Transcribe exactly the line that contains "Identify the yellow boom" and every line after it to the end of the entries, and nothing more.

========

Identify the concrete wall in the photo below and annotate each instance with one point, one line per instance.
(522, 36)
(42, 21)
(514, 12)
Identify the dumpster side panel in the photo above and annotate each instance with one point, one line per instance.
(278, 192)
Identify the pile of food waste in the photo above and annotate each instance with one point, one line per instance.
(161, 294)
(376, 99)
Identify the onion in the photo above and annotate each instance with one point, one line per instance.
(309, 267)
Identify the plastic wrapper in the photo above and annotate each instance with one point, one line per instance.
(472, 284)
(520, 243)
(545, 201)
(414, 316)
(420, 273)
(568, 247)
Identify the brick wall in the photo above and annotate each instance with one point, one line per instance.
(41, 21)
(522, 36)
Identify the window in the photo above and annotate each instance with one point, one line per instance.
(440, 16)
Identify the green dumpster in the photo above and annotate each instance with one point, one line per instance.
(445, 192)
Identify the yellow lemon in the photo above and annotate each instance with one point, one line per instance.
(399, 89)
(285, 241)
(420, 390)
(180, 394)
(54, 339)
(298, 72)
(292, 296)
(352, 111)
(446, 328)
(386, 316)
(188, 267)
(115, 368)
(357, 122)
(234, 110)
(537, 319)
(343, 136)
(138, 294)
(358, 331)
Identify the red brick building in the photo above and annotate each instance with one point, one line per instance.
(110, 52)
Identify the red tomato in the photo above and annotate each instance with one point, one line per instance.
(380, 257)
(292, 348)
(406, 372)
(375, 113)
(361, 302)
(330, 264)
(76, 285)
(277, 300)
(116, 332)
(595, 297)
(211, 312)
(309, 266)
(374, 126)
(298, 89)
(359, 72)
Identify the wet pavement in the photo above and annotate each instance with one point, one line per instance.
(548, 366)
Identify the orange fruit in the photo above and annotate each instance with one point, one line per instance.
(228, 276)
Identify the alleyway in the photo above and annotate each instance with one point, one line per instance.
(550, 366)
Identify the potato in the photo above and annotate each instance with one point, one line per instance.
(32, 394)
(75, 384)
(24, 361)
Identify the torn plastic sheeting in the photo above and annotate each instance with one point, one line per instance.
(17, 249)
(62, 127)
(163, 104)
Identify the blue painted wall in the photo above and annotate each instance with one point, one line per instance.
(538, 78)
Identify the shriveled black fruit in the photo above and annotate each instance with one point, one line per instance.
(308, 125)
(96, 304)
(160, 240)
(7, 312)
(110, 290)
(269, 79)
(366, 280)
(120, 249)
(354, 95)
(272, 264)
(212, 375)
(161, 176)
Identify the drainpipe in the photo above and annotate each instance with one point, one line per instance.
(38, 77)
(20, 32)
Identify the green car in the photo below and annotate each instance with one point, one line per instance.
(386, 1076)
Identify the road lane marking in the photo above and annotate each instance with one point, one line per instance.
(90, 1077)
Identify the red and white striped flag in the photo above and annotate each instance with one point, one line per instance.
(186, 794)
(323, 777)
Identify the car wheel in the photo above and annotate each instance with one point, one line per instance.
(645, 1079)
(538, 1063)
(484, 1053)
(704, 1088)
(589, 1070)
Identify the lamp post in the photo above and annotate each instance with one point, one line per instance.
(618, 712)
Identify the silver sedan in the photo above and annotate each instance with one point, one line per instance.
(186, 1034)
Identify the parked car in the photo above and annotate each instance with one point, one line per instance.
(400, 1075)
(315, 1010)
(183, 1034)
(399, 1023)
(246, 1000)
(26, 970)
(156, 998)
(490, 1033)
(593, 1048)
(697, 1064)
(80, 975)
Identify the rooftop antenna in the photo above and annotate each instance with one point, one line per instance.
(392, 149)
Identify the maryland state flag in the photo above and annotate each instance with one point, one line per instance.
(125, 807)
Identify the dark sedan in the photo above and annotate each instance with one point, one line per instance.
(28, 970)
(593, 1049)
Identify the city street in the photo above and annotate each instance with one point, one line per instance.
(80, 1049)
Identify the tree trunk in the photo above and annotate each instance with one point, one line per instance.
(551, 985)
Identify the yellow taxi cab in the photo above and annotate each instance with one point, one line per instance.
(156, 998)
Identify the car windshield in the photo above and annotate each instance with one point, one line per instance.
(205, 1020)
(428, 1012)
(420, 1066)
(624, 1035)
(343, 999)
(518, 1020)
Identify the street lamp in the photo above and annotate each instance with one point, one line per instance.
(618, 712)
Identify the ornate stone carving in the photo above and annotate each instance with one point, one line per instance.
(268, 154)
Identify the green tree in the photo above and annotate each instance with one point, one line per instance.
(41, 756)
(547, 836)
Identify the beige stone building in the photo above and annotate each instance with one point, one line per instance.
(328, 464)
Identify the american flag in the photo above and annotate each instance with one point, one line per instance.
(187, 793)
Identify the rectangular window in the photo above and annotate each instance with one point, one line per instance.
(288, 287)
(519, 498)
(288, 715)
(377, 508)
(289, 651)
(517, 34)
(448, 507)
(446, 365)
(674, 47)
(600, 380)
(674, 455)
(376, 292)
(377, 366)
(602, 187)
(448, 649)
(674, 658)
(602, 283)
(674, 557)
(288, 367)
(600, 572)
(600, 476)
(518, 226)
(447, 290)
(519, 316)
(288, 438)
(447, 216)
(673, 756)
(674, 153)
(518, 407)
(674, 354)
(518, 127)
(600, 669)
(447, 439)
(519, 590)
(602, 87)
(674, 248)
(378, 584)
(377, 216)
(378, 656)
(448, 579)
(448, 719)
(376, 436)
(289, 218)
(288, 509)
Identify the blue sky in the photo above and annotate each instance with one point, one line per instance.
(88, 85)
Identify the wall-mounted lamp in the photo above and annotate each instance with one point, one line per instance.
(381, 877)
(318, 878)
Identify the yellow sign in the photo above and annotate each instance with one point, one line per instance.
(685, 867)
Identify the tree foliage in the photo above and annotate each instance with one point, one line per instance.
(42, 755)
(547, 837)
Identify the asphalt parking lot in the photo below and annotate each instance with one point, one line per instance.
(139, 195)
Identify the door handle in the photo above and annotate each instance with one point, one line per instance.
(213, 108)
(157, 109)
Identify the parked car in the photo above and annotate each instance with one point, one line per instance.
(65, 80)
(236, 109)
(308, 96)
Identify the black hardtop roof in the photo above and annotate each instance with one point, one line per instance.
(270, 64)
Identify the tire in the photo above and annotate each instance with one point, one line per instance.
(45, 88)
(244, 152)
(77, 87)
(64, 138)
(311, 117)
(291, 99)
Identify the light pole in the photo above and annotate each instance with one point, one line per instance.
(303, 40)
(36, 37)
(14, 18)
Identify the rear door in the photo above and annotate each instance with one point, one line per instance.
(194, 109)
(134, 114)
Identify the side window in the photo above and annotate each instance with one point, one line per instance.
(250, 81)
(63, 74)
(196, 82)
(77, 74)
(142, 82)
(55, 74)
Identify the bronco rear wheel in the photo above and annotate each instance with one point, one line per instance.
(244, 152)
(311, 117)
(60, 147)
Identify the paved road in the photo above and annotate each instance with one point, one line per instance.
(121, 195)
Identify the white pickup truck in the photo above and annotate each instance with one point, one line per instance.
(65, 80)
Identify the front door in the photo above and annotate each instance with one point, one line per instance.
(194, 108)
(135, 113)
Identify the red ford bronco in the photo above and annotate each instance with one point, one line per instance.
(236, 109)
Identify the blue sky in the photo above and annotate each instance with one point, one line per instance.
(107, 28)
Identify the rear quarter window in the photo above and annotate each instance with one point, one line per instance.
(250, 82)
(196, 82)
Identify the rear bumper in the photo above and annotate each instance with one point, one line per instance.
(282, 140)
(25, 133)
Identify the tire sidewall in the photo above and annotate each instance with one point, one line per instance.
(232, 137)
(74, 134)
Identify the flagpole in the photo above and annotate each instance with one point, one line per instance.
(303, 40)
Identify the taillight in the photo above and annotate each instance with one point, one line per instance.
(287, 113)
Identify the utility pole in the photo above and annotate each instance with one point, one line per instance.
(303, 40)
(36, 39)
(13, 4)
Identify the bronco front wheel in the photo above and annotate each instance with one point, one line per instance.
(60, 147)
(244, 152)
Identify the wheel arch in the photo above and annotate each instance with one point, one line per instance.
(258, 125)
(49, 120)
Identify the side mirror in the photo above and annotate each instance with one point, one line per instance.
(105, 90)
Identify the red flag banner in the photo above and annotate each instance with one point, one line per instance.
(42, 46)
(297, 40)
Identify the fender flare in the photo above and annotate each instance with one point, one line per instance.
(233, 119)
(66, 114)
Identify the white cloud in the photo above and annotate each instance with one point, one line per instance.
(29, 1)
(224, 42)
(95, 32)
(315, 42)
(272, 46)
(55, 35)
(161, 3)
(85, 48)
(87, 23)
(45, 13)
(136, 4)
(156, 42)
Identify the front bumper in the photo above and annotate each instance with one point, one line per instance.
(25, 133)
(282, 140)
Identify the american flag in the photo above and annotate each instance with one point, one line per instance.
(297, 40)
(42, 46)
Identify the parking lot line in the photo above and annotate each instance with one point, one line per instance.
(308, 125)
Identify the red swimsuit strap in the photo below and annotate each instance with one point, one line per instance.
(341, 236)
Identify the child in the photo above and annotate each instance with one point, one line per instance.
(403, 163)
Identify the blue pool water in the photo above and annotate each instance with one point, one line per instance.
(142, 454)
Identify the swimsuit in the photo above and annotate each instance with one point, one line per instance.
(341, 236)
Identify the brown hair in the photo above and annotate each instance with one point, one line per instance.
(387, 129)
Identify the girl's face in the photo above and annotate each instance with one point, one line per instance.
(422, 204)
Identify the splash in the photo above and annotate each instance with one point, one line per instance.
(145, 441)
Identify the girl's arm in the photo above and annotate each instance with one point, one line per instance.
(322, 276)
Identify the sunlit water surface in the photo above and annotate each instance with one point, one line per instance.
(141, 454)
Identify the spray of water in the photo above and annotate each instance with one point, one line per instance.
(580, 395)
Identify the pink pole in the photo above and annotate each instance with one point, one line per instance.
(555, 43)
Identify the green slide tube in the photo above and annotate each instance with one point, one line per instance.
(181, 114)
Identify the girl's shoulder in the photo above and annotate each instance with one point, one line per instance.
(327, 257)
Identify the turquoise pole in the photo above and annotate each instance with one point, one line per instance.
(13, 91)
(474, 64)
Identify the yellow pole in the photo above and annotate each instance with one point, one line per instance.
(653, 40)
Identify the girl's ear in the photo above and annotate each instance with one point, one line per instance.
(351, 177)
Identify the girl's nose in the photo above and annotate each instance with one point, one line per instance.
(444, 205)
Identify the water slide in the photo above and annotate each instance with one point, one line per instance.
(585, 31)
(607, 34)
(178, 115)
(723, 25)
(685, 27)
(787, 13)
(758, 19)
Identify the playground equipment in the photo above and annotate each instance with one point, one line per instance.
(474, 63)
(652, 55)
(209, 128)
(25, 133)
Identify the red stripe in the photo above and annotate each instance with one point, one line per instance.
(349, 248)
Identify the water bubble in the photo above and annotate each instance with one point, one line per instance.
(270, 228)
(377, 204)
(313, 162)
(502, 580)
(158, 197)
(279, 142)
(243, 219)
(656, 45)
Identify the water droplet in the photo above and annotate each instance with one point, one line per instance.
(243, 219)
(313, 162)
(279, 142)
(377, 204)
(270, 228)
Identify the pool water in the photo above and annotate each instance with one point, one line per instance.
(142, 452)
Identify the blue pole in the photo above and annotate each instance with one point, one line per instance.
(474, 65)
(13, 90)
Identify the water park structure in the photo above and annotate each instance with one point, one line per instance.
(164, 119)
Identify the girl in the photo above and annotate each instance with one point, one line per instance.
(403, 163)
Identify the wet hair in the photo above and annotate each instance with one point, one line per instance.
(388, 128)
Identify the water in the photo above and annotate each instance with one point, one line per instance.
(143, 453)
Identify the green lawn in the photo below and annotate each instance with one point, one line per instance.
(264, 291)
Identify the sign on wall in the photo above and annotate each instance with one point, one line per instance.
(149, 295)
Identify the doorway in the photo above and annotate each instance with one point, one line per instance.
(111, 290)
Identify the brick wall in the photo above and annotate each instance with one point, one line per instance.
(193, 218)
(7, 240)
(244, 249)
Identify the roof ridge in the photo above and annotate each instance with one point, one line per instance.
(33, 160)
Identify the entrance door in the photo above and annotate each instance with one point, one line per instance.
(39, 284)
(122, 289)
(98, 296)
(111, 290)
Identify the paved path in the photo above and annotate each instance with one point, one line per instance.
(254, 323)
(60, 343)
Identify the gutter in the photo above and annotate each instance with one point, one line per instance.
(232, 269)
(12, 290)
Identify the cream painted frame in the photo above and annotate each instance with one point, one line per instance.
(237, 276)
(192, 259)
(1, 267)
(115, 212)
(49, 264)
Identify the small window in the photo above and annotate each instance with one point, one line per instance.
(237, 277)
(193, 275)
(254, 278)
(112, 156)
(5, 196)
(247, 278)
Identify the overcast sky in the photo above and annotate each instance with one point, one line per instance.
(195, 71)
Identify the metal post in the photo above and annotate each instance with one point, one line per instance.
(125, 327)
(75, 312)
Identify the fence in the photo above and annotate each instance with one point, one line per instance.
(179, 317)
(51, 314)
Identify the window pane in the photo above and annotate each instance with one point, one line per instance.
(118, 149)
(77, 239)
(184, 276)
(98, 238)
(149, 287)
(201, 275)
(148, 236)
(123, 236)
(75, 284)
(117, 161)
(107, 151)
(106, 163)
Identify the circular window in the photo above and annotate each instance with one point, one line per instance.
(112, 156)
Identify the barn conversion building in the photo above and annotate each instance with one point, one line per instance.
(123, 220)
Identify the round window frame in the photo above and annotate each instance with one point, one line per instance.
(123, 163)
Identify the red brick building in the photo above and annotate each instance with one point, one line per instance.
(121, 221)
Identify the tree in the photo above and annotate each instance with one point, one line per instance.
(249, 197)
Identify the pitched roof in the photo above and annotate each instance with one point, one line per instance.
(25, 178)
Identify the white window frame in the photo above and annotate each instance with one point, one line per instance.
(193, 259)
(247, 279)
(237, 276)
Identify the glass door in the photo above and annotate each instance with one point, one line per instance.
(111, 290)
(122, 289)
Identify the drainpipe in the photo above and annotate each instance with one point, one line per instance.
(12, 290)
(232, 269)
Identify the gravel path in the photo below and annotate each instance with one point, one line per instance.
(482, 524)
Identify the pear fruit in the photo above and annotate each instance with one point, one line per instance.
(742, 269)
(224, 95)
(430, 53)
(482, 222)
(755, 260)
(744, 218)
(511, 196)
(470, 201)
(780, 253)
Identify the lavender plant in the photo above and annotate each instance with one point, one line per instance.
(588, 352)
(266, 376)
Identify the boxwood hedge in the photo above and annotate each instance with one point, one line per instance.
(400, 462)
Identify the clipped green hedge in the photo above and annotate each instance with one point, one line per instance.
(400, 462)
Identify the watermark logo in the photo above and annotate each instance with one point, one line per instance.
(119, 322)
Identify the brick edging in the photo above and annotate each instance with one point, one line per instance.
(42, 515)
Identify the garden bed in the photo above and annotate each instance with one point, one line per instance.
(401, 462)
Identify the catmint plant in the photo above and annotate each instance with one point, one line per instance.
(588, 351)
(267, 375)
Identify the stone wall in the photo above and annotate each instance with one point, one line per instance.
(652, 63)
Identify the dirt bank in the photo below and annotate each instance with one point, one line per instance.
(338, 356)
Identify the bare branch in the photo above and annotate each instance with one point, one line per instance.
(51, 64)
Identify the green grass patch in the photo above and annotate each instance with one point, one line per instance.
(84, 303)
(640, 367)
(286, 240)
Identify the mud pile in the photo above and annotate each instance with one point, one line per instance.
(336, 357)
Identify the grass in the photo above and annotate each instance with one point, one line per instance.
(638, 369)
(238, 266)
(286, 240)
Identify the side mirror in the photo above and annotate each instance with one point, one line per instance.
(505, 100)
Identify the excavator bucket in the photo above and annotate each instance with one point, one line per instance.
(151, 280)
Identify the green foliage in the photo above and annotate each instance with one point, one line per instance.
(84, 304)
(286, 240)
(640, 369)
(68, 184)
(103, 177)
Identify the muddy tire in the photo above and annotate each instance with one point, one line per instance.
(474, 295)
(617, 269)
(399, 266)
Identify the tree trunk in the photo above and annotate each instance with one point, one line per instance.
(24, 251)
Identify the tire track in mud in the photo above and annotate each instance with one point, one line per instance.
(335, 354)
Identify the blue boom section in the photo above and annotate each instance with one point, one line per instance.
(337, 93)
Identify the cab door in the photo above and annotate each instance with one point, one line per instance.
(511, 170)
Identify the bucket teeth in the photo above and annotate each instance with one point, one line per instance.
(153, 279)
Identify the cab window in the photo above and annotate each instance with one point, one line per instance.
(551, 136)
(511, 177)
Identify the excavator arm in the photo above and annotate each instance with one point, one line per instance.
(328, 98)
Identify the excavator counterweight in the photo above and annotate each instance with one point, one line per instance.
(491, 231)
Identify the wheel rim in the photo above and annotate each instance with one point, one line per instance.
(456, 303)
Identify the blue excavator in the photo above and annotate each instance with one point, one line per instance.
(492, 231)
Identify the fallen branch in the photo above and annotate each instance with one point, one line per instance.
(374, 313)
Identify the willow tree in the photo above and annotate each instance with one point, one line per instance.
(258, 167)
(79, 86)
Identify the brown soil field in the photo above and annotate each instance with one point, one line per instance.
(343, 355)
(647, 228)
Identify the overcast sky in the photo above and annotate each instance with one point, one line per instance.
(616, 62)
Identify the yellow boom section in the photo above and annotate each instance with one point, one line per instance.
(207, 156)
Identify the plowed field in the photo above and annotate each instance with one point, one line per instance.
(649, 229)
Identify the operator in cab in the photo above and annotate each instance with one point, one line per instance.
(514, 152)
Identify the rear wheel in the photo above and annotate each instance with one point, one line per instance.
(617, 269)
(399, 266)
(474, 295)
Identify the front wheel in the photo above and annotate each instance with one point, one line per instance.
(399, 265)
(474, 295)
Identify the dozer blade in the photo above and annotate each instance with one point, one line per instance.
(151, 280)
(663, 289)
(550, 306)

========

→ **Exercise output**
Identify the yellow boom section in the photo above and annotate each instance with one point, one line per instance.
(207, 156)
Identify the plowed field in the photo above and annotate each instance with one point, one line per instance.
(649, 229)
Identify the operator in cab in the photo above and annotate each instance with one point, one line per instance.
(514, 152)
Identify the rear wheel in the photo above and annotate each instance with one point, one line per instance.
(617, 269)
(399, 266)
(474, 295)
Identify the front wheel in the photo above and annotate each instance with one point, one line per instance.
(399, 265)
(474, 295)
Identify the dozer blade in the photo above and annotate each instance with one point, one line per instance.
(151, 280)
(663, 289)
(550, 306)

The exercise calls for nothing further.